— Vorliegender Text —
· · · · · · ·

Len: Die meisten Leute, mit denen ich geredet habe, argumentieren gar nicht mit politischen Zielen, sondern wollen eine Person wählen, die sie mehr „mögen“. Die Argumente, die genannt werden, sind meist folgende:
Trump:
⁃ Verbessert die Wirtschaft
⁃ Er ist stark
⁃ Beendet Kriege
⁃ Möchte Migranten aus dem Land werfen
⁃ Möchte Abtrennungen jeden Staat überlassen
Harris:
⁃ „schwach“
⁃ Möchte Abtreibung für jeden legal machen
⁃ Ist das gleiche wie Biden nur in anderer Gestalt
Viele dieser Argumente haben auch überhaupt keine Basis und sind einfach Vorstellungen, die mit den Kandidaten verbunden werden. Bei diesen Argumenten habe ich mich immer gefragt, ob ihnen egal ist, dass Trump noch in Anklagen und Gerichtsverfahren verwickelt ist.
Lennard: Gegen Harris sagen viele, dass sie der Wirtschaft und dem Land schaden wird und dass hier die Präsidenten immer männlich waren und es keinen Grund gäbe eine Frau zu wählen. Grundsätzlich nennen viele gar keinen plausiblen Grund, sondern sagen nur, dass sie Harris hassen. Argumente gegen Trump hört man in Indiana selten, aber typische Argumente sind, dass er ein schlechter Mensch ist, der Lügen erzählt und Angst und Hass verbreitet, indem er schlechte Dinge über Harris (etc.) erzählt. Außerdem sagen viele, dass er ein Krimineller, ein Sexist und ein Rassist ist.

Welche Themen waren deiner Meinung nach in diesem Wahlkampf am wichtigsten?
Len:
1. Wirtschaft
2. Ausländer/Migration
3. Internationale Beziehungen
4. Abtreibung
5. Repräsentation, eine „starke“ Person, die das Land richtig leiten kann. Viele waren einfach enttäuscht von Joe Biden.
Lennard:
Am wichtigsten waren die Themen Wirtschaft und Inflation, Abtreibung und Immigration.

Wie beeinflussen die sozialen Medien deiner Meinung nach den Wahlkampf und die Wählermeinungen?
Len: Es spielt eine essenzielle Rolle besonders bei jungen Wählern, denn für viele ist es die einzige Informationsquelle. Das merkt man auch bei Debatten mit Schülern, sie kopieren meistens genau das, was sie auf Social Media gehört haben und argumentieren meist nur damit.
Lennard: Die sozialen Medien beeinflussen hier die Leute durch schnelle Verbreitungen von News oder auch Fake News. Viele glauben an die Informationen der sozialen Medien. Man hat oft das Gefühl, dass sich Leute gar nicht richtig informieren und sich nur nach Influencern richten, die Dinge erzählen, die teilweise nicht wahr sind.

· · · · · · ·

— Gesammelte Daten —

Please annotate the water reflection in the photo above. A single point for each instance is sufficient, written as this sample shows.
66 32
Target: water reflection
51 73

· · · · · · ·

— Arbeitsauftrag —
Gib den Text zum Wahlkampf zwischen Trump und Harris in drei Sätzen wieder. Die Daten sind eigenständiges Material.

— Schriftliche Lösung —
Len und Lennard berichten, dass viele Wähler kaum mit politischen Zielen argumentieren, sondern eine Person wählen wollen, die sie mehr mögen, oder ohne plausiblen Grund nur sagen, dass sie Harris hassen. Als wichtigste Themen nennen beide Wirtschaft, Migration und Abtreibung; Len fügt internationale Beziehungen und den Wunsch nach einer „starken“ Person hinzu. Den sozialen Medien schreiben beide großen Einfluss zu, da sie für viele junge Wähler die einzige Informationsquelle sind und schnell News und auch Fake News verbreiten, an die viele glauben.